== 任务要求 ==
把下列条目中从包含“of the puffed”的那一行到包含“x=101 y=275”的那一行（首尾两行均包括在内）写成 JSON 字符串列表，每行对应一个字符串，空行略去。答案中不要包含图片。

※

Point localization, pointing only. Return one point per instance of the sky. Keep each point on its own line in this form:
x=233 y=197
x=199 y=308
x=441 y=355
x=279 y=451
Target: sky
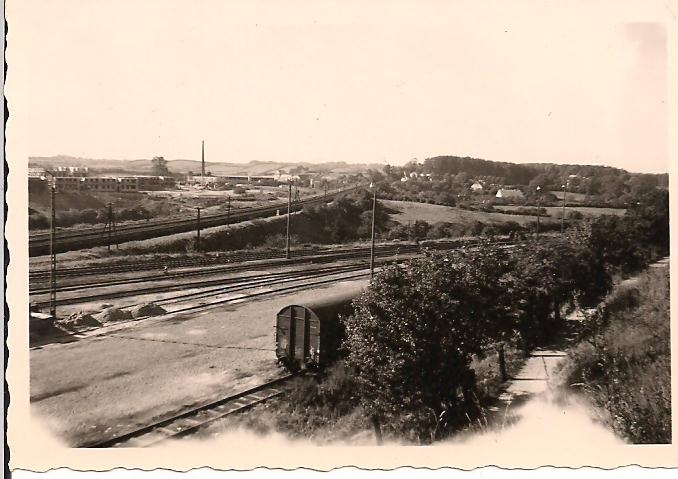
x=581 y=82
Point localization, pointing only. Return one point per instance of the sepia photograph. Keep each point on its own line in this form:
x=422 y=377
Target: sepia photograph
x=328 y=234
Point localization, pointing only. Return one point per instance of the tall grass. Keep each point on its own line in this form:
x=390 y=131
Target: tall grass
x=624 y=363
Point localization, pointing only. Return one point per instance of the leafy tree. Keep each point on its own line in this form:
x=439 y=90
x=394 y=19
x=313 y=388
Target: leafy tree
x=414 y=332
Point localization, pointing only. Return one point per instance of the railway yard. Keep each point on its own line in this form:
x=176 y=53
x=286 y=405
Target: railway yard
x=211 y=344
x=203 y=351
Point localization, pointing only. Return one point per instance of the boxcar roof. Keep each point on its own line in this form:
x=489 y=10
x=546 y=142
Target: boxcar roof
x=336 y=300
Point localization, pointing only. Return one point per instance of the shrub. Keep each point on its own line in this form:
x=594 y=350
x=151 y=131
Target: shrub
x=624 y=364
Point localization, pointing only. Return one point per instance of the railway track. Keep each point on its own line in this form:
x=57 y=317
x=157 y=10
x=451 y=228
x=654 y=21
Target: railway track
x=315 y=257
x=67 y=241
x=214 y=287
x=191 y=420
x=229 y=258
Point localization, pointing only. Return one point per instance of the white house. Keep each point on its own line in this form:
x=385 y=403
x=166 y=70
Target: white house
x=507 y=194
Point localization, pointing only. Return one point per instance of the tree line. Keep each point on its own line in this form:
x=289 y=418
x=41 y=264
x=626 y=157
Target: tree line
x=417 y=327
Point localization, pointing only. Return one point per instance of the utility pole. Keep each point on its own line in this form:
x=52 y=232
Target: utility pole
x=52 y=251
x=110 y=224
x=197 y=243
x=202 y=171
x=374 y=210
x=289 y=212
x=562 y=220
x=538 y=208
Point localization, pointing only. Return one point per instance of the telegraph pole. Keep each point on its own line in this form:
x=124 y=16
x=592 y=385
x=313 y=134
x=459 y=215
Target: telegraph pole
x=110 y=224
x=538 y=208
x=197 y=243
x=202 y=171
x=289 y=212
x=52 y=251
x=562 y=220
x=374 y=210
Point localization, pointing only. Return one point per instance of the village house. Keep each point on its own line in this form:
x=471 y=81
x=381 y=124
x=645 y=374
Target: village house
x=510 y=195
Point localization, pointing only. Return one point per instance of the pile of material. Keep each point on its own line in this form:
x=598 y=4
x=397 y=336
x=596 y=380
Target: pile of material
x=112 y=314
x=149 y=309
x=79 y=319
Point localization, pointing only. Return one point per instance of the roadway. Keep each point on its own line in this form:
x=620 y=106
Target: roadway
x=119 y=377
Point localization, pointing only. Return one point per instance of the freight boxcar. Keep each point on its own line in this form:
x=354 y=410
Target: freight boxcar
x=308 y=336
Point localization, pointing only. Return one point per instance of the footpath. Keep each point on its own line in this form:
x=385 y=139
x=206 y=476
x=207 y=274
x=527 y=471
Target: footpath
x=536 y=411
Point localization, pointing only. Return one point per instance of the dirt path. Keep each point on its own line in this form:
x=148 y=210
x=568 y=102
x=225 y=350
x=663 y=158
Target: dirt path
x=535 y=408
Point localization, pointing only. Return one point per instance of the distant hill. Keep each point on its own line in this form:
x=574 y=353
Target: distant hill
x=141 y=166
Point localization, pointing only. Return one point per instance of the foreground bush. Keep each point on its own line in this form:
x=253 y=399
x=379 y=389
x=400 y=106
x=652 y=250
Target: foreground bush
x=414 y=334
x=624 y=364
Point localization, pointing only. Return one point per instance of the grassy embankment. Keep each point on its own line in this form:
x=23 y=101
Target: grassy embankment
x=411 y=212
x=623 y=365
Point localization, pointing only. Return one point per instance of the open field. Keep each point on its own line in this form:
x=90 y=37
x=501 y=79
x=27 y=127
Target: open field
x=409 y=212
x=587 y=211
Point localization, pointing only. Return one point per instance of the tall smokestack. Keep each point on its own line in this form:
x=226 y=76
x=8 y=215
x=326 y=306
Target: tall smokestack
x=203 y=158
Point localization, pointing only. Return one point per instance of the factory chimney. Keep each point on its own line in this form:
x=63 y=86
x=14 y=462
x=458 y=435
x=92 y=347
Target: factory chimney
x=203 y=158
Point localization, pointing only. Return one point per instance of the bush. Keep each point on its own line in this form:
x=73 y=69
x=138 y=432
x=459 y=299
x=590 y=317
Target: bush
x=413 y=335
x=624 y=364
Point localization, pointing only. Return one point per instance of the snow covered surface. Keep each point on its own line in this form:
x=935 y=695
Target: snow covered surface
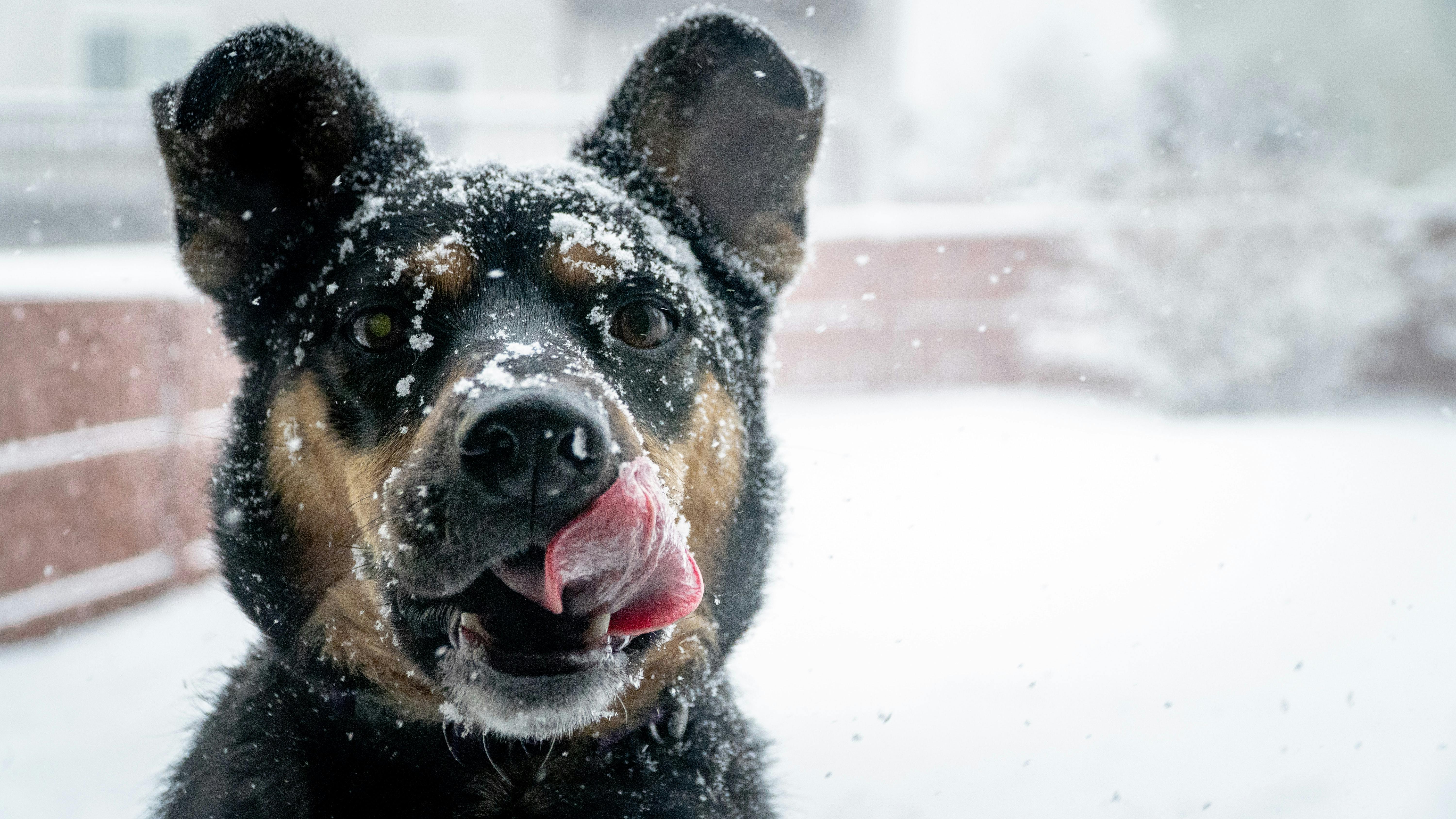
x=94 y=273
x=986 y=603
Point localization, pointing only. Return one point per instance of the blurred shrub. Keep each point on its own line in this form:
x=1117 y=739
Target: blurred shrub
x=1228 y=308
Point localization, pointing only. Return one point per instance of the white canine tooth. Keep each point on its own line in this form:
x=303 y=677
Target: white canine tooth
x=472 y=623
x=598 y=629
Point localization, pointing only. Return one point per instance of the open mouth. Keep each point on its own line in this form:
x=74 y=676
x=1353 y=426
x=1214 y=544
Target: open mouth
x=516 y=636
x=618 y=571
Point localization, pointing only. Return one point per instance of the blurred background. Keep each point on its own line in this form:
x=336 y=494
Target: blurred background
x=1117 y=399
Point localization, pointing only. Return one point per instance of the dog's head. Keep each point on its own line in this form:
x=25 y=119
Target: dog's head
x=500 y=449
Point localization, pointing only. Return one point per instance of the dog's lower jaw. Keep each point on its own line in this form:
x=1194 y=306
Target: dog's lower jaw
x=532 y=708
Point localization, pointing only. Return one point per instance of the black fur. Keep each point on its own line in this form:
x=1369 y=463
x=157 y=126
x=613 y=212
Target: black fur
x=295 y=196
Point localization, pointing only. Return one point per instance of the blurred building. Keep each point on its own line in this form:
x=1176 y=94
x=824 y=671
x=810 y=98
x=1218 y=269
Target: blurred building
x=490 y=79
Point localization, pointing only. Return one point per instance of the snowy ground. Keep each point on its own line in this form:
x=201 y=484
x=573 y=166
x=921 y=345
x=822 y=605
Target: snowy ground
x=988 y=604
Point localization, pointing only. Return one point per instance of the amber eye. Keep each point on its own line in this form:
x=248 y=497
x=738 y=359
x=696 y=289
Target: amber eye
x=379 y=329
x=644 y=325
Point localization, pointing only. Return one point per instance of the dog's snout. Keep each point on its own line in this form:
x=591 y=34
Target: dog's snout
x=541 y=447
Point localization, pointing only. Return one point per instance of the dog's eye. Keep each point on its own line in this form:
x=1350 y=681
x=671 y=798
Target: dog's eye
x=379 y=329
x=644 y=325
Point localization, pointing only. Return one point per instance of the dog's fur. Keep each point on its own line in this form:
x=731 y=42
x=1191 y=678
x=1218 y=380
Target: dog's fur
x=340 y=518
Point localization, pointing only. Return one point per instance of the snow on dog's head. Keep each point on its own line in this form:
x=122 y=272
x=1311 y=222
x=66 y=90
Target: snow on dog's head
x=500 y=454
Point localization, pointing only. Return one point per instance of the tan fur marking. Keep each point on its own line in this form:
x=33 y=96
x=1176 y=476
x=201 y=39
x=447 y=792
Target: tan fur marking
x=704 y=472
x=209 y=255
x=580 y=265
x=327 y=489
x=446 y=265
x=350 y=629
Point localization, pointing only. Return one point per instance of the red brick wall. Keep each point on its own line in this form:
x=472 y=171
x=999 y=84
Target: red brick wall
x=110 y=414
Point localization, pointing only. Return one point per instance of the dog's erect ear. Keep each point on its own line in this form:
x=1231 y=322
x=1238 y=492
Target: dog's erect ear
x=717 y=118
x=270 y=133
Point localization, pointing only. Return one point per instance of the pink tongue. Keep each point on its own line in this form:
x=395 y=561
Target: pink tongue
x=625 y=555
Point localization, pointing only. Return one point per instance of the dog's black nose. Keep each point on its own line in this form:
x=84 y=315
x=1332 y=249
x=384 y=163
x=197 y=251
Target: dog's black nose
x=542 y=447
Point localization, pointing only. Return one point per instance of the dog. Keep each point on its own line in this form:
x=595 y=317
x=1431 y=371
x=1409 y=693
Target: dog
x=499 y=491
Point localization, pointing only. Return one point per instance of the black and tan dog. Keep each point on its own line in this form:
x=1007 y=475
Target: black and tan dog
x=499 y=491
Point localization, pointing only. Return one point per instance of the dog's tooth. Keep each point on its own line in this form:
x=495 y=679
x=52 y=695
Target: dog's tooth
x=598 y=629
x=472 y=622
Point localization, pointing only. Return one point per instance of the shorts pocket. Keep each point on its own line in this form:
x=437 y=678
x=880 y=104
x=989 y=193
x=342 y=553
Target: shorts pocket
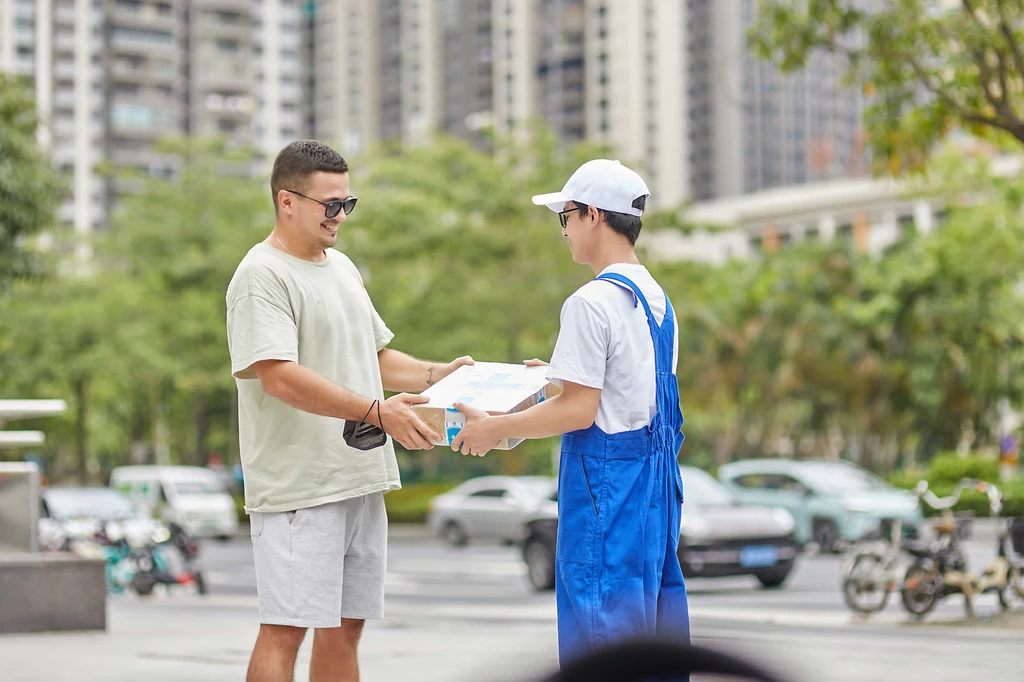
x=255 y=524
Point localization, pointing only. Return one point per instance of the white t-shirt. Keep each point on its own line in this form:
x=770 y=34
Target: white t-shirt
x=321 y=316
x=604 y=342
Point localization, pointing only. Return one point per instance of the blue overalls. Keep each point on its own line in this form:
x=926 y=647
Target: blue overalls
x=620 y=502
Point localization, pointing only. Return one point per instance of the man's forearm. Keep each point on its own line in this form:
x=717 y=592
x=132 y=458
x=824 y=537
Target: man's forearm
x=404 y=374
x=550 y=418
x=304 y=389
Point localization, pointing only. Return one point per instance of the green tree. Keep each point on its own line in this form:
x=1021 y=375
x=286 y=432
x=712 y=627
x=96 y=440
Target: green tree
x=927 y=67
x=30 y=188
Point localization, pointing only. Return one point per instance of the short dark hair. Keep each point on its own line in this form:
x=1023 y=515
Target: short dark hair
x=297 y=163
x=623 y=223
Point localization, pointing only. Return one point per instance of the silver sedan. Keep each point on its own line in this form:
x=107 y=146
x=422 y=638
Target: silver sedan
x=488 y=508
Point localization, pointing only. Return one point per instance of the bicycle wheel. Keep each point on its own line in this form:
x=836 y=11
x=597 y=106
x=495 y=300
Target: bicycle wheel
x=921 y=591
x=866 y=586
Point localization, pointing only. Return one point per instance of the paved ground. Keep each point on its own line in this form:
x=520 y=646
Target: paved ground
x=462 y=614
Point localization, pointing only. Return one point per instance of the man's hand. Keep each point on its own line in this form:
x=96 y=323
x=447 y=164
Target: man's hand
x=476 y=437
x=400 y=422
x=436 y=374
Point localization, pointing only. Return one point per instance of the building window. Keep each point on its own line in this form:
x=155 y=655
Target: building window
x=122 y=35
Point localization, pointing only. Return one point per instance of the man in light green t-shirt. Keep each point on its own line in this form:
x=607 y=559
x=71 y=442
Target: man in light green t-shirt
x=309 y=352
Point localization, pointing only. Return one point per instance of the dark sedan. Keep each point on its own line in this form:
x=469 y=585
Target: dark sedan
x=718 y=537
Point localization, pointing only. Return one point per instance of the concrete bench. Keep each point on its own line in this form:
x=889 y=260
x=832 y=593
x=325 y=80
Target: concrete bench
x=41 y=592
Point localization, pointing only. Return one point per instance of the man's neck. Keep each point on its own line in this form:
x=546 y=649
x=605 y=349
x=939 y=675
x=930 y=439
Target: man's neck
x=280 y=241
x=614 y=255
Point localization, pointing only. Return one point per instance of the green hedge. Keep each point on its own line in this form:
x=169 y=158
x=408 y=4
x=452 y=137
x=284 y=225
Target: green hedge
x=408 y=505
x=946 y=470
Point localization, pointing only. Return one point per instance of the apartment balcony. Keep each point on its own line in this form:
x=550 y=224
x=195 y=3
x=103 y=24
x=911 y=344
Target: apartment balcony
x=151 y=73
x=228 y=76
x=148 y=42
x=245 y=7
x=210 y=28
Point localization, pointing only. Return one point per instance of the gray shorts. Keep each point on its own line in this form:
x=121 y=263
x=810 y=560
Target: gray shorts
x=317 y=565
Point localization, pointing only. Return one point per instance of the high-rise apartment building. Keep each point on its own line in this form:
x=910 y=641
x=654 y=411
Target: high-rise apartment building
x=750 y=126
x=668 y=85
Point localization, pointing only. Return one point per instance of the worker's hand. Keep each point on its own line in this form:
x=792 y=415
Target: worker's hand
x=478 y=436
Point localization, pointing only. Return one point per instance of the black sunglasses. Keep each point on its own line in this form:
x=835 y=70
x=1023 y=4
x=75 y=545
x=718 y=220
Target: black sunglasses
x=563 y=216
x=331 y=209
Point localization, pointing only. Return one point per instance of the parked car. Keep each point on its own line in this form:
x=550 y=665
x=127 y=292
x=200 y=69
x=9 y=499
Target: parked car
x=71 y=515
x=195 y=498
x=488 y=508
x=833 y=503
x=718 y=537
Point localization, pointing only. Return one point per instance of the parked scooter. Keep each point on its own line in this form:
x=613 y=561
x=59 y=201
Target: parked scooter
x=1005 y=576
x=940 y=567
x=157 y=565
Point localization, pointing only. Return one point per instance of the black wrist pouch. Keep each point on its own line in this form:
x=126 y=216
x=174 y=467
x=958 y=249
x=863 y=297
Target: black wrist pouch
x=363 y=434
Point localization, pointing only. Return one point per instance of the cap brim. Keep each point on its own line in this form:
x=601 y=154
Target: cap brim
x=554 y=201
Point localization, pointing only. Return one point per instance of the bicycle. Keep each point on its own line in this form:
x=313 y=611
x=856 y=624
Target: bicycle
x=873 y=566
x=940 y=567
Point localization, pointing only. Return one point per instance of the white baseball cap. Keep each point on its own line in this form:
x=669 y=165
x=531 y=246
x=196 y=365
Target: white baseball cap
x=602 y=183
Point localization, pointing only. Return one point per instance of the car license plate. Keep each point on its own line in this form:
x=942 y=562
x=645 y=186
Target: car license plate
x=758 y=556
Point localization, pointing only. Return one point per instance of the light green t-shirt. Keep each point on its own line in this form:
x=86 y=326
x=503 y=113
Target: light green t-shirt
x=321 y=316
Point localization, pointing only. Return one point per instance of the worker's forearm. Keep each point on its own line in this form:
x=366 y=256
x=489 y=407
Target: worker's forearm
x=550 y=418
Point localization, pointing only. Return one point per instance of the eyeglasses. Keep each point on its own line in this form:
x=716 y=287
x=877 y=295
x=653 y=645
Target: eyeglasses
x=331 y=209
x=563 y=215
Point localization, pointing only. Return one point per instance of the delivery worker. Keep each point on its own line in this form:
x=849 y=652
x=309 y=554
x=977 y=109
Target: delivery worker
x=620 y=492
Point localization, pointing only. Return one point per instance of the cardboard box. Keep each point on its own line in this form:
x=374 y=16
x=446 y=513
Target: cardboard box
x=494 y=387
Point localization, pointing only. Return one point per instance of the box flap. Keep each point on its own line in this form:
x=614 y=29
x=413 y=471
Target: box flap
x=487 y=386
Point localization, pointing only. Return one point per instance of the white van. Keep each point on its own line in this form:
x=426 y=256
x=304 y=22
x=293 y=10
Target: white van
x=196 y=498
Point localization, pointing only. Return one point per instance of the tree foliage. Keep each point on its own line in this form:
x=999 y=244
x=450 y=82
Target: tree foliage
x=927 y=67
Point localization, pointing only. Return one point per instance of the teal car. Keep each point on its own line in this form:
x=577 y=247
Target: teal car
x=833 y=503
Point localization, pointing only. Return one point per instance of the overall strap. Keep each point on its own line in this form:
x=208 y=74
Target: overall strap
x=626 y=283
x=663 y=335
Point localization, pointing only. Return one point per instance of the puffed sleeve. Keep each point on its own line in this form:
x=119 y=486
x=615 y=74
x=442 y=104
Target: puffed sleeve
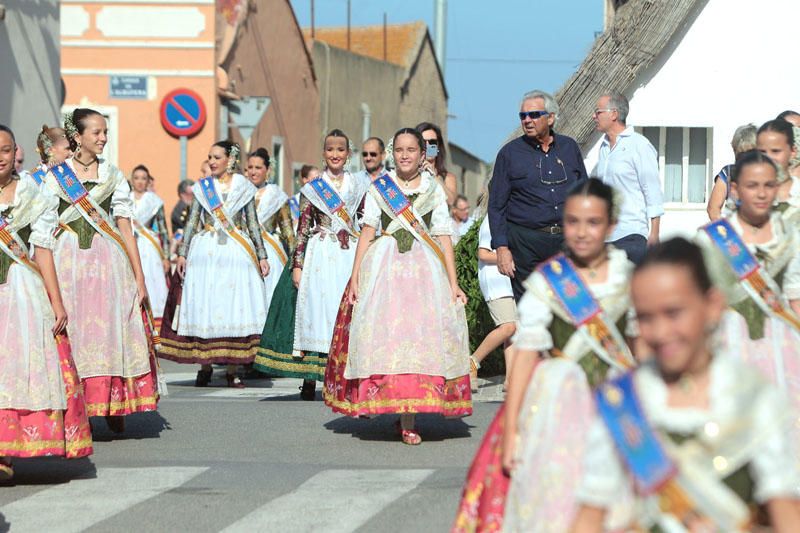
x=441 y=222
x=121 y=202
x=372 y=213
x=603 y=475
x=774 y=466
x=534 y=318
x=46 y=223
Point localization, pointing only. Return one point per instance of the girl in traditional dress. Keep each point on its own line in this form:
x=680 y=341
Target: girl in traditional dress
x=216 y=309
x=701 y=440
x=274 y=216
x=152 y=239
x=297 y=336
x=762 y=326
x=408 y=348
x=572 y=318
x=101 y=276
x=53 y=147
x=435 y=158
x=776 y=139
x=42 y=411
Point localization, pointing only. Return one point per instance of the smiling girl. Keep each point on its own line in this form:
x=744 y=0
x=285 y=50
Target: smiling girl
x=408 y=349
x=297 y=337
x=539 y=436
x=216 y=306
x=42 y=411
x=101 y=275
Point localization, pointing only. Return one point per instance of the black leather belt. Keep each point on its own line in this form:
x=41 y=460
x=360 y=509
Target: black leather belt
x=555 y=229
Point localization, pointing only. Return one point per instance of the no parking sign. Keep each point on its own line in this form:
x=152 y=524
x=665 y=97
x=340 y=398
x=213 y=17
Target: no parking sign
x=183 y=113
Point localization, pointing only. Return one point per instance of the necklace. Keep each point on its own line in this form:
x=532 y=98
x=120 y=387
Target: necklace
x=406 y=182
x=85 y=165
x=9 y=182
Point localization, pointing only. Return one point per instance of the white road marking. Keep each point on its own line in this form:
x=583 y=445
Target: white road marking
x=332 y=501
x=81 y=503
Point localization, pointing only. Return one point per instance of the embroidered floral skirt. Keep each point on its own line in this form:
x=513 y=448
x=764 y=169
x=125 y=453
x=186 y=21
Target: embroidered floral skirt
x=50 y=432
x=387 y=394
x=191 y=349
x=276 y=355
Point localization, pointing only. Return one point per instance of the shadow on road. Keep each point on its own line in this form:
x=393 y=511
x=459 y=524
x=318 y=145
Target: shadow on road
x=137 y=426
x=431 y=428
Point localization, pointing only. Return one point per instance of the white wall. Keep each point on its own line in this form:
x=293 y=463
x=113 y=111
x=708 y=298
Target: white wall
x=30 y=74
x=737 y=64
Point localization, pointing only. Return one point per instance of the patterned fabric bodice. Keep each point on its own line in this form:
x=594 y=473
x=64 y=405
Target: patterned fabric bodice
x=84 y=230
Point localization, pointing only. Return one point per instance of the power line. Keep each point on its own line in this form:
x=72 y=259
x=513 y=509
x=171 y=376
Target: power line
x=509 y=60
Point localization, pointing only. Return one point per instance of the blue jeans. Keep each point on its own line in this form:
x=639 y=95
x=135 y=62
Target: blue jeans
x=635 y=246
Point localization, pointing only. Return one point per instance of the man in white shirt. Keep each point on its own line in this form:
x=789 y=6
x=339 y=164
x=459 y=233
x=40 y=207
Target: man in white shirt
x=629 y=163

※

== 本题结果 ==
[
  "Point localization, pointing only. Return one point per instance of the puffed sleeve. Keep each point on its own line in this form:",
  "x=119 y=486",
  "x=615 y=74",
  "x=442 y=104",
  "Target: puffed sleeve",
  "x=441 y=222",
  "x=121 y=202",
  "x=372 y=213",
  "x=603 y=475",
  "x=774 y=466",
  "x=534 y=318",
  "x=46 y=223",
  "Point localization, pointing only. Return one point per instance of the girl in traditional dress. Keep each point on its own line in this form:",
  "x=680 y=341",
  "Target: girl in traditional dress",
  "x=216 y=309",
  "x=701 y=440",
  "x=274 y=216",
  "x=152 y=239",
  "x=297 y=336",
  "x=762 y=326",
  "x=408 y=348",
  "x=572 y=318",
  "x=101 y=276",
  "x=53 y=147",
  "x=435 y=158",
  "x=776 y=139",
  "x=42 y=411",
  "Point localization, pointing only. Return one point per instance of the smiling girl. Keep each point on its own line in this form:",
  "x=744 y=0",
  "x=285 y=50",
  "Target: smiling girl",
  "x=408 y=349",
  "x=297 y=337",
  "x=539 y=436",
  "x=216 y=306",
  "x=42 y=411",
  "x=101 y=275"
]